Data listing

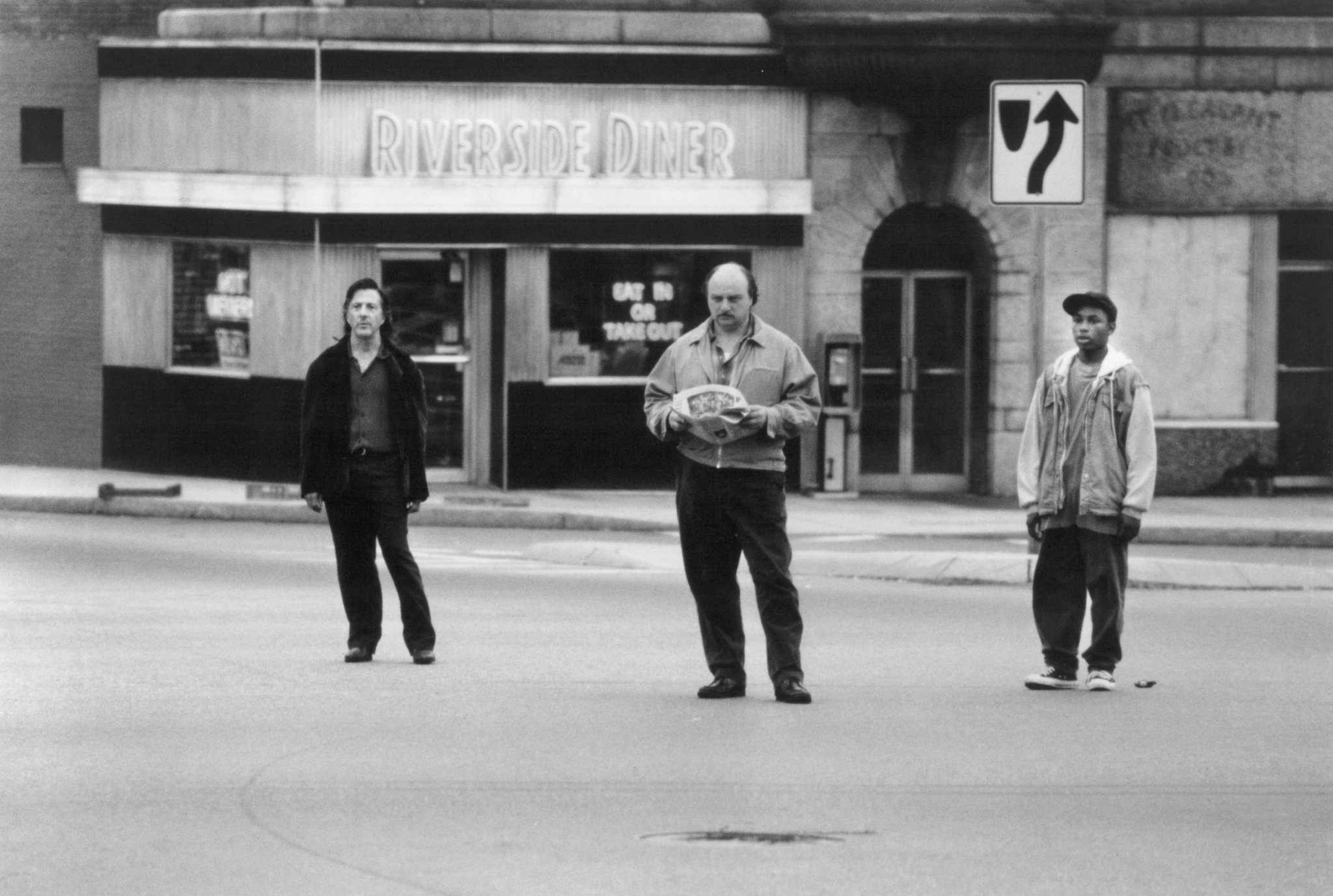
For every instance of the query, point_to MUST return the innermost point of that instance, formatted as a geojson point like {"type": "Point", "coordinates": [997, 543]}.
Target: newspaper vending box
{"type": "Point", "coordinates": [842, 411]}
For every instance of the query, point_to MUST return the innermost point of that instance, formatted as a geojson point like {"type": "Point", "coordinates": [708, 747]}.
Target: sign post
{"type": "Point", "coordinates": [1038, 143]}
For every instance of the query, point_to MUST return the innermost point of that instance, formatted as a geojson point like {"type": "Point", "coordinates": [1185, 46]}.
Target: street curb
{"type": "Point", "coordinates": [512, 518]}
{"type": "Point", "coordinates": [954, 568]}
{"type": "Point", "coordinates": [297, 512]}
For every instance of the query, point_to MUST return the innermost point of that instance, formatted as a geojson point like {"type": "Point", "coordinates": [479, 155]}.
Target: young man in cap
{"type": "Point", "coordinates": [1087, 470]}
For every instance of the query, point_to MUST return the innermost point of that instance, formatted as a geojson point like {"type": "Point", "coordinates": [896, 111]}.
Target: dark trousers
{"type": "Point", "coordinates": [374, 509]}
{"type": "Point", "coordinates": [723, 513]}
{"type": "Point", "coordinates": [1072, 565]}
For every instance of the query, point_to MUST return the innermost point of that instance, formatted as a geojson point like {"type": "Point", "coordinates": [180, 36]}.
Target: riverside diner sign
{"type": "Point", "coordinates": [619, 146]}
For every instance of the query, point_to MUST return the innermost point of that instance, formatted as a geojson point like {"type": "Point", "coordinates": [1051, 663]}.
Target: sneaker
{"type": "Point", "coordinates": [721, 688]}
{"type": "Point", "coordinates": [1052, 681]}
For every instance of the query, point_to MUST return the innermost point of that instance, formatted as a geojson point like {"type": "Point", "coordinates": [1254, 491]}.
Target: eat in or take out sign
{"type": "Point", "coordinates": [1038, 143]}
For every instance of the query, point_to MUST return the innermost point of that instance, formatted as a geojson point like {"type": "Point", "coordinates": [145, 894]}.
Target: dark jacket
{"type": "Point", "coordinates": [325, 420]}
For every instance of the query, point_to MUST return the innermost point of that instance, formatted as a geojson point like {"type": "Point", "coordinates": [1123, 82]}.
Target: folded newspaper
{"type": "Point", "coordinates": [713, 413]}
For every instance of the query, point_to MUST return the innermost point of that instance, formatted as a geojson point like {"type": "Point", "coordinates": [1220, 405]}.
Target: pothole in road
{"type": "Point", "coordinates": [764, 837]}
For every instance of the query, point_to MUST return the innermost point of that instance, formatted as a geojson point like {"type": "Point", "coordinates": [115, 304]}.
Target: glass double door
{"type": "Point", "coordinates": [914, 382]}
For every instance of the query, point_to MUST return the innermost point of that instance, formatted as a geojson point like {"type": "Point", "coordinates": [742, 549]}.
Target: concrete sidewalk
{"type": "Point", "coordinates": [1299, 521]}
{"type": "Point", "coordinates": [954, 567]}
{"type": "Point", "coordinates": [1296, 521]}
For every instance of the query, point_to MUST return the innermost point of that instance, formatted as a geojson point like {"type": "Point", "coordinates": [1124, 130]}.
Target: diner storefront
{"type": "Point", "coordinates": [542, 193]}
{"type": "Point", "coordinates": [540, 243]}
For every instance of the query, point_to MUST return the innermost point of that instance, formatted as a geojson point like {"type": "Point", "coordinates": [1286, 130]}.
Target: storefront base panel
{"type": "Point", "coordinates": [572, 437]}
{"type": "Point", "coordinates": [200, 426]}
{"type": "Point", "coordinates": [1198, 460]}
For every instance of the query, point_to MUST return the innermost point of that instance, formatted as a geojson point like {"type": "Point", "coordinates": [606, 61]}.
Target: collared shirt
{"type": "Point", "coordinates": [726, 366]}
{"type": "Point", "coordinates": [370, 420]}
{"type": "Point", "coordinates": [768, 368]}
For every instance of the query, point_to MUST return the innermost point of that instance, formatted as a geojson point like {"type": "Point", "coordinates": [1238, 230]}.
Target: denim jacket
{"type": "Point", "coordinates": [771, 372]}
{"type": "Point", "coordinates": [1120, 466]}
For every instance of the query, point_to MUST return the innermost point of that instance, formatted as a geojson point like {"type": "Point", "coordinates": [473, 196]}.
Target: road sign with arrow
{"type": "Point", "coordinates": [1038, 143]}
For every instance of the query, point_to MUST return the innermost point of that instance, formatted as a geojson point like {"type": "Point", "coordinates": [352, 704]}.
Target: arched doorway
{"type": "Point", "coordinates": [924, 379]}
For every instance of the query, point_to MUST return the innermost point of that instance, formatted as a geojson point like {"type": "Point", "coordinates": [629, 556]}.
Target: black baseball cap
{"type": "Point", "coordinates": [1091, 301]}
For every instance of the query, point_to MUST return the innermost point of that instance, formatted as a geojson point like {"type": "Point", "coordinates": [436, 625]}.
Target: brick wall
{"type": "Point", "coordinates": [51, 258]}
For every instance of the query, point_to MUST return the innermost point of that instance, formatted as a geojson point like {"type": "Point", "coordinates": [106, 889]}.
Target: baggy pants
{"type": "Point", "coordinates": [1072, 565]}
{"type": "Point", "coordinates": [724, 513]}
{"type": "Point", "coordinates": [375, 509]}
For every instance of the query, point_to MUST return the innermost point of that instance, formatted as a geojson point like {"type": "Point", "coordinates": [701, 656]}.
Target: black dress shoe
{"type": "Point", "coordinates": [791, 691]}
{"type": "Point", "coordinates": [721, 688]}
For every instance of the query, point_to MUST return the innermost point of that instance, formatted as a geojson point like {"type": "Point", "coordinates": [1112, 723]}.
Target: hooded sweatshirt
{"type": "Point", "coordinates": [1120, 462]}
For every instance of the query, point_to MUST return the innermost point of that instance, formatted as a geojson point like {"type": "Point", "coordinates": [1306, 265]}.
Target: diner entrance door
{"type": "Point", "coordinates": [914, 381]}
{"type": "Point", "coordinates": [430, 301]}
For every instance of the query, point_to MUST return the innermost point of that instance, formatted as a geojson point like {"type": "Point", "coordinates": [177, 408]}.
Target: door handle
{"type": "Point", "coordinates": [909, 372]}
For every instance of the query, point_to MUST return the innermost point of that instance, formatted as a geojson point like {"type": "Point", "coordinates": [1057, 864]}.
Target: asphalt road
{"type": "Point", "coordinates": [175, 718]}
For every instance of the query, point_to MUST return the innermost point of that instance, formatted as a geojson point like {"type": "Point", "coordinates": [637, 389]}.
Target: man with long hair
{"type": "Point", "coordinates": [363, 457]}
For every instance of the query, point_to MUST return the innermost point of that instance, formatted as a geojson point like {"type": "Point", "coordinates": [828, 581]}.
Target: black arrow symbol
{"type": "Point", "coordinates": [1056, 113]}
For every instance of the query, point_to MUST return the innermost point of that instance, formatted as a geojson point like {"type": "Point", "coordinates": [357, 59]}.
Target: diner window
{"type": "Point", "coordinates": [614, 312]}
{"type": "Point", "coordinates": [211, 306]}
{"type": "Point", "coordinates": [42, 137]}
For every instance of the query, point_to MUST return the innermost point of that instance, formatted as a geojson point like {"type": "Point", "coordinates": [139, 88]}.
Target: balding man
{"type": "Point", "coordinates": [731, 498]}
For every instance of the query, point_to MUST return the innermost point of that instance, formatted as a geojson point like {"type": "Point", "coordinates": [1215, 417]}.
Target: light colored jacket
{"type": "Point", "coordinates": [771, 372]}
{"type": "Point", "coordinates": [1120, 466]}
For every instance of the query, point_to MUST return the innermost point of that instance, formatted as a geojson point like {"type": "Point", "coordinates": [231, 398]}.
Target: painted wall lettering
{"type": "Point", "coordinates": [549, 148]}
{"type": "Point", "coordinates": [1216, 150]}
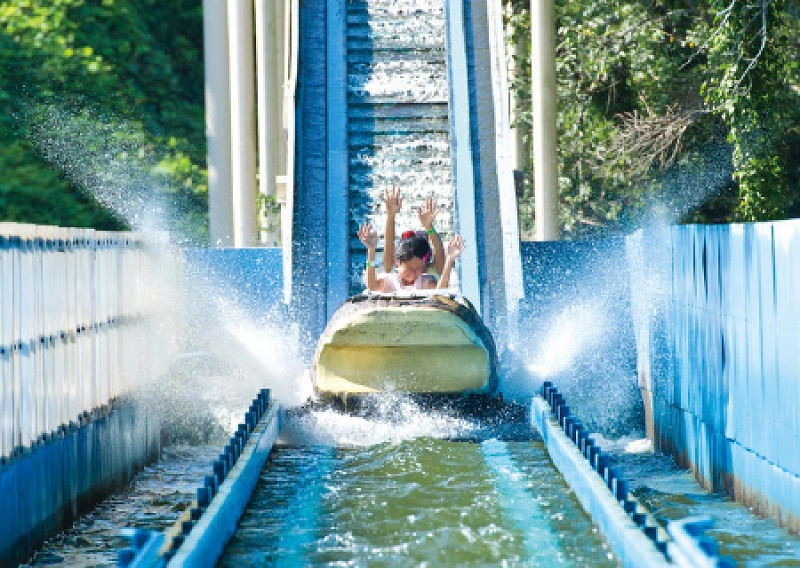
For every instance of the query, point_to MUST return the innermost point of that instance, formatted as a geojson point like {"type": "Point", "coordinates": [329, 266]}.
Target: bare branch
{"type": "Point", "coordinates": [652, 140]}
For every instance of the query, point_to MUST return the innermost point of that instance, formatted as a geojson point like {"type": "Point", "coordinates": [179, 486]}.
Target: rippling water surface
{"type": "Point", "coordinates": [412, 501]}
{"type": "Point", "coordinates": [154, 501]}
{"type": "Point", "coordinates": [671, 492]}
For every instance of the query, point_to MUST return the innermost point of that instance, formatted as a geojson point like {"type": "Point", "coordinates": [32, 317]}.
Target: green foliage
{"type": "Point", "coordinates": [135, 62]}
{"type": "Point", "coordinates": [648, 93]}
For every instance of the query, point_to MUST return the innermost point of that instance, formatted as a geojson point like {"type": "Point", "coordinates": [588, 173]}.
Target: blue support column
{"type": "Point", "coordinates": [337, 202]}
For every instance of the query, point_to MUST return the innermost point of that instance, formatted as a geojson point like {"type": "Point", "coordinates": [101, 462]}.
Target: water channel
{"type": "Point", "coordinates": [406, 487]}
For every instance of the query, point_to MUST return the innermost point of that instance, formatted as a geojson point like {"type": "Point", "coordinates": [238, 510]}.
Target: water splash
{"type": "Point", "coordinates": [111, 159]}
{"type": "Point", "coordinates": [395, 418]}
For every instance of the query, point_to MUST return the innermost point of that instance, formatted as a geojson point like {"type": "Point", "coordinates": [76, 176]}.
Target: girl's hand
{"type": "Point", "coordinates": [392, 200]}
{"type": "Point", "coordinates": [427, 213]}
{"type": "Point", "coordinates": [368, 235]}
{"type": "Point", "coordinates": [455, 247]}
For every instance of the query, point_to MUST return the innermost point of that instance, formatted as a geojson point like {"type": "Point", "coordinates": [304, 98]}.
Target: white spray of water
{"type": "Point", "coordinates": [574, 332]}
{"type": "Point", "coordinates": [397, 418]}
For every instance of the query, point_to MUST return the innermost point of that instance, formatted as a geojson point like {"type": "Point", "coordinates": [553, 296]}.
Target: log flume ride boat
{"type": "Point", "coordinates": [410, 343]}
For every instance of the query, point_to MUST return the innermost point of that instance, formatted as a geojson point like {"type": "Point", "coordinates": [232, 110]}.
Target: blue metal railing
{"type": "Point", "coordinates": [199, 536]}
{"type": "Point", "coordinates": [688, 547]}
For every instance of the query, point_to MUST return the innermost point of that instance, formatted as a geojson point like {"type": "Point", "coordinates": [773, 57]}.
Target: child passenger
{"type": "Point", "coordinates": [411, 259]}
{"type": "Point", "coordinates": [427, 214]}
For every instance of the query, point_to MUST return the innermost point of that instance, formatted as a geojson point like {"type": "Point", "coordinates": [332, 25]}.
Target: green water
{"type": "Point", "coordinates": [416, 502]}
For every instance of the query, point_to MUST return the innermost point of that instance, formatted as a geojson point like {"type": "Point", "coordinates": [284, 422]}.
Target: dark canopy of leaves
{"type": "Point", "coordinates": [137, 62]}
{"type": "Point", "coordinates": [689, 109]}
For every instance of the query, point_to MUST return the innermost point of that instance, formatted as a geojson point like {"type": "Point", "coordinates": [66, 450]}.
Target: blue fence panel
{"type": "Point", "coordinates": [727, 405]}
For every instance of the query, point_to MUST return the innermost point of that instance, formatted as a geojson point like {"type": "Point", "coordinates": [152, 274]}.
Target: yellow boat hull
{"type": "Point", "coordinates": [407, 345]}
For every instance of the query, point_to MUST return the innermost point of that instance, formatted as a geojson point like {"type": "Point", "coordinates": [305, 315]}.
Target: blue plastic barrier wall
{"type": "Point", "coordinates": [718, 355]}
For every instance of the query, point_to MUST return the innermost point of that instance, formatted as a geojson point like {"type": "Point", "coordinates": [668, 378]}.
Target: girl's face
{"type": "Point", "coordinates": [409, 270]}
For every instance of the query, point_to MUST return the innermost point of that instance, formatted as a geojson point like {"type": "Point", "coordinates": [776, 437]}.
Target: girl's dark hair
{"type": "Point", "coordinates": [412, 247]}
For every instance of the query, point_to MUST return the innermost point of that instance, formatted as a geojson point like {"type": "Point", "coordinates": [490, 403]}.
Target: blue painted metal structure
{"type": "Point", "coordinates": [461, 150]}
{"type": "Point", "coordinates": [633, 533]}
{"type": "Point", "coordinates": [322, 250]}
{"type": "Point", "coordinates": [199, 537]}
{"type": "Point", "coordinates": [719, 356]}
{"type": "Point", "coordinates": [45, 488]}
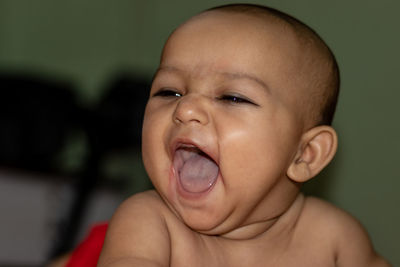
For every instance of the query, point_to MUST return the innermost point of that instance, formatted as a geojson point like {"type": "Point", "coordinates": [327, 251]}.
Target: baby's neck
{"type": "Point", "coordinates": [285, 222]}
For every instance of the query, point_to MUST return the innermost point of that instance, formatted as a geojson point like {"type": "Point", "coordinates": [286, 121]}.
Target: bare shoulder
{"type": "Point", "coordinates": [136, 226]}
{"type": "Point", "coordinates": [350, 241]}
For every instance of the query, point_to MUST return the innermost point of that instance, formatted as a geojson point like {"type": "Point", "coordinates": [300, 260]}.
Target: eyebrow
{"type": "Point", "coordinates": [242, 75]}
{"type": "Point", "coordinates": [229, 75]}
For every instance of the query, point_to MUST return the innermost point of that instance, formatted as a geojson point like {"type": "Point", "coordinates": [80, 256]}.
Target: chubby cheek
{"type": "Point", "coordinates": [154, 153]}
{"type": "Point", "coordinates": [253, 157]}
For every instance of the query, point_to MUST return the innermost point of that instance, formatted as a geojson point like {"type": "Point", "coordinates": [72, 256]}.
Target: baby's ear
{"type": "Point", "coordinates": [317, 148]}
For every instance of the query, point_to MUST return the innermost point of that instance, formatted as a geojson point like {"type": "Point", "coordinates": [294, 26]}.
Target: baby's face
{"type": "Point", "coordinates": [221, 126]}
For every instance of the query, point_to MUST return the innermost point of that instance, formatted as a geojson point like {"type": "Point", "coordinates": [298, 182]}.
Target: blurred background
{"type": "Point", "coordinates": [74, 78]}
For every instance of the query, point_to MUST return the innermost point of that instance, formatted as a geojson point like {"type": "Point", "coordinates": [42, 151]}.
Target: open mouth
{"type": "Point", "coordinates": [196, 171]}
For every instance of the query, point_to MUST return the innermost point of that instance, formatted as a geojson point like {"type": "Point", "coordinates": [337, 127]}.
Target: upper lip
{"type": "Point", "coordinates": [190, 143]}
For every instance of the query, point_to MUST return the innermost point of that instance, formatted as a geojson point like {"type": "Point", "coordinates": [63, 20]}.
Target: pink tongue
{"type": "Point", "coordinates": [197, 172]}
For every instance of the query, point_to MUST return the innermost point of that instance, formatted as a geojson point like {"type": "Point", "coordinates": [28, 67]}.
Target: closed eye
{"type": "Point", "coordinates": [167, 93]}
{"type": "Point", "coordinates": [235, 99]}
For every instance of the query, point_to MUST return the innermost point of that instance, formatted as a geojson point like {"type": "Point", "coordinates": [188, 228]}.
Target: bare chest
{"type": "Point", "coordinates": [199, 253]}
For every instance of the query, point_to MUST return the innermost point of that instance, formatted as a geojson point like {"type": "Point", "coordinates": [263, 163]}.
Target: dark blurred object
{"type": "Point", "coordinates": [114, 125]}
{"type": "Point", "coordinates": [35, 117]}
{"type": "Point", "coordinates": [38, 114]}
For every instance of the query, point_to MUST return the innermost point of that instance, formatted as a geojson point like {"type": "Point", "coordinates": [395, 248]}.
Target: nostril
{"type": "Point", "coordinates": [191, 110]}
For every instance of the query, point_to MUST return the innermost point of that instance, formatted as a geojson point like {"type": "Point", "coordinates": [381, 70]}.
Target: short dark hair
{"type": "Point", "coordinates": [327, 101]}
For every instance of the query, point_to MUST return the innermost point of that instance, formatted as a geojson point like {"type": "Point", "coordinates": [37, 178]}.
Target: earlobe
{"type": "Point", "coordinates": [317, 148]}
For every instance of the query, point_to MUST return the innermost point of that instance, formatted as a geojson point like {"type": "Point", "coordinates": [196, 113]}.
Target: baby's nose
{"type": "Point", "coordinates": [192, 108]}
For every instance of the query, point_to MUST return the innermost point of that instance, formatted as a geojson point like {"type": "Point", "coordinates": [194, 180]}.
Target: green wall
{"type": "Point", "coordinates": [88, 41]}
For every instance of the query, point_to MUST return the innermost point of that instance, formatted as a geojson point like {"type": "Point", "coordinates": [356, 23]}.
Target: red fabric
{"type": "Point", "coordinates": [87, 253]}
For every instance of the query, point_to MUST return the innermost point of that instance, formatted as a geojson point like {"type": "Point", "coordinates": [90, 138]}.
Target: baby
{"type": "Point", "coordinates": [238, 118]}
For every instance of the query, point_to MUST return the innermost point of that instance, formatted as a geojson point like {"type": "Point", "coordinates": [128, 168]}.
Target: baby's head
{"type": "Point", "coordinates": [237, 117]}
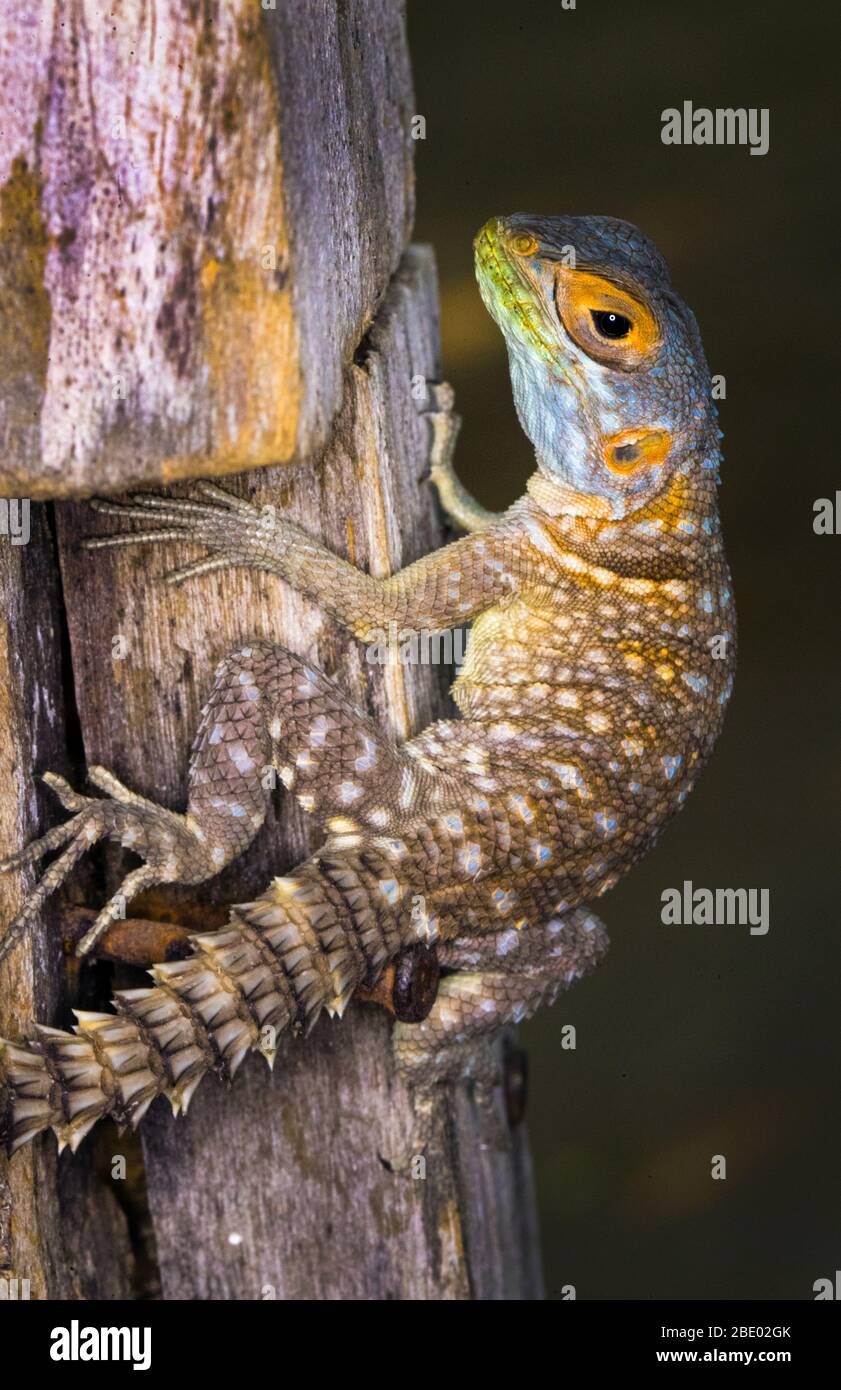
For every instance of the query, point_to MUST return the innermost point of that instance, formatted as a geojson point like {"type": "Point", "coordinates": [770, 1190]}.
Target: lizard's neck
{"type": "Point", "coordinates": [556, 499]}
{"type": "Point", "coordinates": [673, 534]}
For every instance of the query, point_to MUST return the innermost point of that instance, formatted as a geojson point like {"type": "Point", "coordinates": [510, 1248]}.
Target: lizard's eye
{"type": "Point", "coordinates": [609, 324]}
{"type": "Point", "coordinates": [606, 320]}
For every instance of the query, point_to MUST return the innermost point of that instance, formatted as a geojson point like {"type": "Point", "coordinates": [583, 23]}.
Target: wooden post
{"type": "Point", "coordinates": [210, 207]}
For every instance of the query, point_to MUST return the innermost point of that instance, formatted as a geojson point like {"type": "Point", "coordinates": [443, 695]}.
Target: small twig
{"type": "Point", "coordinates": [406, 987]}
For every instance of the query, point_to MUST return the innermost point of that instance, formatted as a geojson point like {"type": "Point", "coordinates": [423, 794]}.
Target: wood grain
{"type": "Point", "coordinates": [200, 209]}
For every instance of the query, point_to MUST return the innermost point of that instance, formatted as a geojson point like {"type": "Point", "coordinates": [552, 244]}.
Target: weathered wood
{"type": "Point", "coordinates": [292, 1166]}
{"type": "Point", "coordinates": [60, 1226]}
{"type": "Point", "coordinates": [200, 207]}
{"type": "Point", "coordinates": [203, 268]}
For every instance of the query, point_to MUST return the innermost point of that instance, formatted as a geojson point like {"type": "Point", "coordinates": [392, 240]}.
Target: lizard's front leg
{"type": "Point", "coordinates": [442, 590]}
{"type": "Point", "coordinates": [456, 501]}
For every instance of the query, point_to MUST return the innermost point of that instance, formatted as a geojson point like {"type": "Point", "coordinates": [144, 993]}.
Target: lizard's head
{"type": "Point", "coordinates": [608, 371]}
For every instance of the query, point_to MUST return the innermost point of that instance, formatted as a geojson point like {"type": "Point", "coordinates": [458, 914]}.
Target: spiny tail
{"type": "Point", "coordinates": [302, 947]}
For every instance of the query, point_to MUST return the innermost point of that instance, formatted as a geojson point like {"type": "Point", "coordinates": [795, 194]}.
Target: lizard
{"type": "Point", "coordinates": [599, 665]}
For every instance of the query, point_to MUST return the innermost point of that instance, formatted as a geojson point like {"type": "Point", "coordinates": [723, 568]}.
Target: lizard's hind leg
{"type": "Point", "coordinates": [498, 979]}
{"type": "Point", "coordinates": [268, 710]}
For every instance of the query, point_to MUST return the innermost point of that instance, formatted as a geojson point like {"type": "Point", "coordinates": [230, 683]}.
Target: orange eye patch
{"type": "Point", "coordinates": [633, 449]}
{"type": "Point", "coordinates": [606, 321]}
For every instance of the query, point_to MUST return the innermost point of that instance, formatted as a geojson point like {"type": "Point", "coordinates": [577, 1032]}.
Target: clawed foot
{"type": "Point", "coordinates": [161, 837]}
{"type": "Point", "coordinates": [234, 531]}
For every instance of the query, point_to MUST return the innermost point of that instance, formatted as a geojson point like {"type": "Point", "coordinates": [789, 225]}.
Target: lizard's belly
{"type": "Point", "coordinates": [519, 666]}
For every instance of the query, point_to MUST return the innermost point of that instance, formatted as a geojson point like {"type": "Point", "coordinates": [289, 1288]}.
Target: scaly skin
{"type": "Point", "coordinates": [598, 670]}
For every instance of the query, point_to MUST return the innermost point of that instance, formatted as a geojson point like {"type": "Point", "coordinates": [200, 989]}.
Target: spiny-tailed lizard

WRITTEN EXERCISE: Gather every line in the records above that contains the string "panel". Only matches with the same capitalization count.

RESPONSE:
Target: storefront base panel
Target: blue fence panel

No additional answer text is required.